=== THE REQUEST ===
Copy out every one of the following lines word for word, changing nothing.

=== EXCERPTED DATA ===

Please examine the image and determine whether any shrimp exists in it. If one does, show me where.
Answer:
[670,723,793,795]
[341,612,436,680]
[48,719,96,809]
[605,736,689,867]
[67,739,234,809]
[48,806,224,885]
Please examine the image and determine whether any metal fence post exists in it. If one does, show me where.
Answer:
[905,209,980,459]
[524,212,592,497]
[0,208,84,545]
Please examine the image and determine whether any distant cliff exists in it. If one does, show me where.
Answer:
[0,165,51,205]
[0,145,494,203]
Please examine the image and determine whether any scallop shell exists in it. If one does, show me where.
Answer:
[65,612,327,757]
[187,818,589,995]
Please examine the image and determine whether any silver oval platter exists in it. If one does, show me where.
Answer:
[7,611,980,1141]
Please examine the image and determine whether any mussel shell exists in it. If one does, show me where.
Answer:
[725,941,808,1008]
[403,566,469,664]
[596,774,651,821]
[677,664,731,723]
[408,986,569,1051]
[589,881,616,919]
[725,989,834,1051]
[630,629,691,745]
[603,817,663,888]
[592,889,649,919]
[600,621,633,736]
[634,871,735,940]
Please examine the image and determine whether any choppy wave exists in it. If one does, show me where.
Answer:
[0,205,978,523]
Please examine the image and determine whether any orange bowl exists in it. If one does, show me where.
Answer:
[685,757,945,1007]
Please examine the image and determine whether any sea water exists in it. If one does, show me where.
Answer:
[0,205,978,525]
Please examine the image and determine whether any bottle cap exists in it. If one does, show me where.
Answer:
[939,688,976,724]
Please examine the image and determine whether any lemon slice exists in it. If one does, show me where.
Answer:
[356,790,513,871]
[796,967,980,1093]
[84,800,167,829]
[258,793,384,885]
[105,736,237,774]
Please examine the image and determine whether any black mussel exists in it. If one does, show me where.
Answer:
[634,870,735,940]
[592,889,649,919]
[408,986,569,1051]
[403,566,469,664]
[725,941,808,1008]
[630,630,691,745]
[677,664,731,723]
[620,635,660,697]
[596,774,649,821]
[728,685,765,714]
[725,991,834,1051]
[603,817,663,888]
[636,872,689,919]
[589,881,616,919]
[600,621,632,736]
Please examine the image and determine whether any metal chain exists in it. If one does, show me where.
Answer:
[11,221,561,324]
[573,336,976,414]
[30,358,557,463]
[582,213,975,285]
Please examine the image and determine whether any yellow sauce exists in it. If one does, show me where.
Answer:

=== EXERCISE RESULT ===
Please examine the image and determine whether any shrimp exists in it. If one does, show me where.
Answer:
[670,723,793,795]
[341,612,436,680]
[48,719,96,809]
[605,736,689,867]
[67,739,234,809]
[48,806,224,885]
Please examine the image and determine whether any metal fence post exists in it. If one does, show me where.
Answer:
[905,209,980,459]
[524,212,592,497]
[0,208,84,545]
Please examine the image and determine whether any distant cliff exists in it. If one does, show me where.
Answer:
[0,165,51,205]
[0,145,494,203]
Please examine the image and determine whether any scallop shell exists in it. If one does, show me where.
Answer:
[65,612,327,757]
[187,818,589,995]
Please examine the image and determine whether any silver oval platter exists in it. If one does, show me where.
Answer:
[7,611,980,1141]
Please examine the image and determine whether any mussel shell exists in it. If one does, show me where.
Answer:
[725,941,808,1008]
[403,566,469,664]
[596,774,651,821]
[677,664,731,723]
[408,986,569,1051]
[589,881,616,919]
[725,989,834,1051]
[630,629,691,745]
[603,817,663,888]
[592,889,649,919]
[600,621,633,736]
[634,871,735,940]
Please examine the image and determine whether any choppy wave exists in it. If one does, show me where.
Answer:
[0,205,978,523]
Please examine the image and determine whether any orange bowl exists in it. If one does, show me where.
Answer:
[685,757,945,1007]
Please examine the image and determine whether any sea water exists in it. If one does, show me where.
Answer:
[0,205,978,525]
Please examine the image and determine whether any bottle cap exists in it. If one does, show me where.
Answer:
[939,688,976,724]
Please examine the image and determine whether any lemon slice exists in it. If one does, show me where.
Answer:
[356,790,513,871]
[796,967,980,1093]
[84,800,167,829]
[258,793,384,885]
[105,736,237,774]
Please examine the image and determine whether any black mussel exists in it. If one does, show me where.
Answer:
[634,870,735,940]
[592,889,649,919]
[408,986,569,1051]
[403,566,469,664]
[725,941,808,1008]
[630,630,691,745]
[677,664,731,723]
[620,635,660,697]
[596,774,649,821]
[728,685,765,714]
[725,991,834,1051]
[603,817,663,888]
[636,872,689,919]
[589,881,616,919]
[600,621,632,736]
Please examine the image and determine whether any metal chain exists in it. If one does, show me where.
Answer:
[11,221,561,324]
[573,336,976,414]
[30,358,557,463]
[582,213,975,285]
Please examine the image and determine whether any yellow sauce exists in it. If one does, show me where.
Answer:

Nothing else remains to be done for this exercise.